# Set exercise A:
Reproduce the FEWS news item about the Alberta prototype in full, word for word.
═══ Text block
News from the community

FEWS news: issue 1, 2017


Getting a prototype running before the snow starts to melt

Last week we initiated a new pilot-project to develop a prototype application of Delft-FEWS in the province of Alberta, Canada. The Alberta Environment and Parks agency are already providing forecasts and warnings to users across the province, but they are now looking at how they can improve the service they provide, as well as reduce the laborious process they go through when developing their daily forecasts.
In Alberta things heat up in the River Forecasting Centre hosted by the agency during the spring snowmelt season, with things staying busy across the summer when convective and orographic events may cause intense precipitation and flash floods. Winter is a time to take stock and work on improvements. Being able to develop forecasts more efficiently will help the agency spend more time on interpreting forecasts and improving warning communication.
══════
═══ Records to process
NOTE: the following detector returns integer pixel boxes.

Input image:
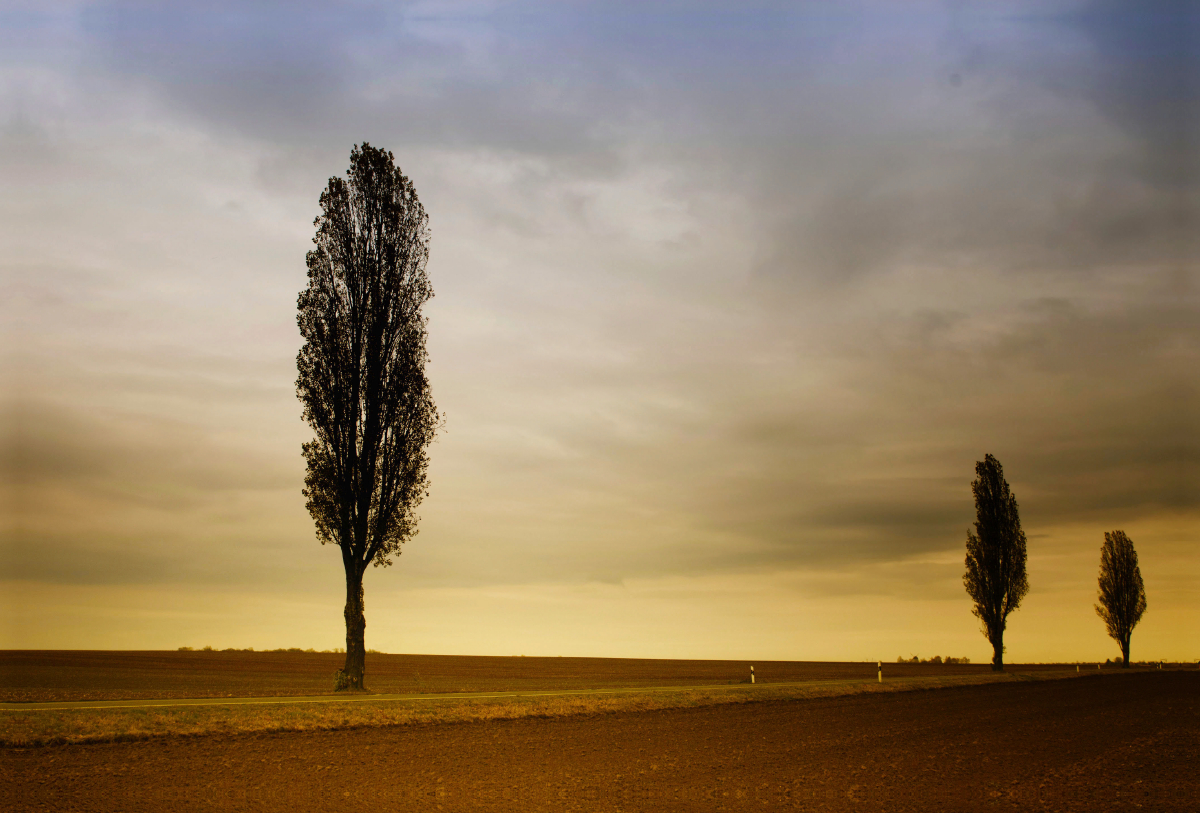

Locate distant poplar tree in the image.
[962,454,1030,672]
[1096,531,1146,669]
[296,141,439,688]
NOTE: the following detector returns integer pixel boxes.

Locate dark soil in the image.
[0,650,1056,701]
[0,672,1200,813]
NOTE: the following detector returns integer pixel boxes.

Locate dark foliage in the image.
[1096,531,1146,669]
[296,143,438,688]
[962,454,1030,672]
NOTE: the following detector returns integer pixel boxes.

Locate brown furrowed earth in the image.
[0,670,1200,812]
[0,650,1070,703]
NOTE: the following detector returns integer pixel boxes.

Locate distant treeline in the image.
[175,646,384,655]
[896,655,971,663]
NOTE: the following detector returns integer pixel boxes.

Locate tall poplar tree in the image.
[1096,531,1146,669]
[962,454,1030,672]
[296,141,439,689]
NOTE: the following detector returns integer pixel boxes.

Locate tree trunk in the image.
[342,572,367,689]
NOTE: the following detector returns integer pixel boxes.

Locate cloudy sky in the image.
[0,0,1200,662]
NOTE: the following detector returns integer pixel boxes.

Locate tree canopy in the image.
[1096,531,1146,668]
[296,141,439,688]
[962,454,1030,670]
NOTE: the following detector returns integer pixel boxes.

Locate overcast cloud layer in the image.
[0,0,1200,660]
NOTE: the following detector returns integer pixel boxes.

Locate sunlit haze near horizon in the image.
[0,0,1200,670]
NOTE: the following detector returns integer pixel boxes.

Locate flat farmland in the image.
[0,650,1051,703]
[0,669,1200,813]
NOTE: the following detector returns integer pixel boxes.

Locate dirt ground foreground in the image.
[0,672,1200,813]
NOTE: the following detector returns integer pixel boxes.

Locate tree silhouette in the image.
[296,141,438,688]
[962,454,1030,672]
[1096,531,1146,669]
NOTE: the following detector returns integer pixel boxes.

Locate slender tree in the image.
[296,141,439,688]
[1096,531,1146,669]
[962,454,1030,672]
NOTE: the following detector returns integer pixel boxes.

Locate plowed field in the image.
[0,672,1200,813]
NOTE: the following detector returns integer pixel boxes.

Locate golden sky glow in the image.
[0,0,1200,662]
══════
# Set exercise B:
Rewrite the entire listing with "poplar tree" replaced by "aspen tree" wherever it occurs, leaving everything else as it is. Omit the pictures.

# Written reply A:
News from the community

FEWS news: issue 1, 2017


Getting a prototype running before the snow starts to melt

Last week we initiated a new pilot-project to develop a prototype application of Delft-FEWS in the province of Alberta, Canada. The Alberta Environment and Parks agency are already providing forecasts and warnings to users across the province, but they are now looking at how they can improve the service they provide, as well as reduce the laborious process they go through when developing their daily forecasts.
In Alberta things heat up in the River Forecasting Centre hosted by the agency during the spring snowmelt season, with things staying busy across the summer when convective and orographic events may cause intense precipitation and flash floods. Winter is a time to take stock and work on improvements. Being able to develop forecasts more efficiently will help the agency spend more time on interpreting forecasts and improving warning communication.

# Written reply B:
NOTE: the following detector returns integer pixel boxes.

Input image:

Locate distant aspen tree in the image.
[962,454,1030,672]
[1096,531,1146,669]
[296,141,439,688]
NOTE: the following detector returns integer pixel boxes.

Locate dark soil in the image.
[0,650,1056,701]
[0,672,1200,813]
NOTE: the following detector returns integer pixel boxes.

Locate dark foliage in the image.
[1096,531,1146,669]
[296,143,438,688]
[962,454,1030,672]
NOTE: the following detector returns integer pixel boxes.

Locate brown furrowed earth in the image.
[0,670,1200,812]
[0,650,1070,703]
NOTE: the following detector returns integer pixel boxes.

Locate distant treeline in the image.
[175,646,384,655]
[896,655,971,663]
NOTE: the following detector returns integer pixel boxes.

Locate tall aspen tree in the image.
[1096,531,1146,669]
[962,454,1030,672]
[296,141,439,689]
NOTE: the following detector returns integer pixel boxes.

Locate tree trunk in the image.
[342,572,367,689]
NOTE: the following detector returns integer pixel boxes.

Locate cloudy sky in the image.
[0,0,1200,662]
NOTE: the following detector returns integer pixel boxes.

Locate tree canopy in the image.
[1096,531,1146,668]
[296,141,439,688]
[962,454,1030,670]
NOTE: the following detector returns integer pixel boxes.

Locate overcast cloud layer in the image.
[0,0,1200,660]
NOTE: the following detector returns integer pixel boxes.

Locate sunlit haze near horizon in the image.
[0,0,1200,670]
NOTE: the following detector returns integer pixel boxes.

Locate flat farmland in the image.
[0,650,1051,703]
[0,669,1200,813]
NOTE: the following detector returns integer pixel boxes.

Locate dirt ground foreground in the image.
[0,672,1200,813]
NOTE: the following detector returns integer pixel boxes.

Locate tree silhouette in the image.
[296,141,438,688]
[962,454,1030,672]
[1096,531,1146,669]
NOTE: the following detector returns integer pixel boxes.

Locate slender tree in the image.
[296,141,439,688]
[1096,531,1146,669]
[962,454,1030,672]
NOTE: the following detector returns integer pixel boxes.

Locate plowed field in the image.
[0,672,1200,813]
NOTE: the following detector returns integer pixel boxes.

Locate golden sky glow in the image.
[0,0,1200,662]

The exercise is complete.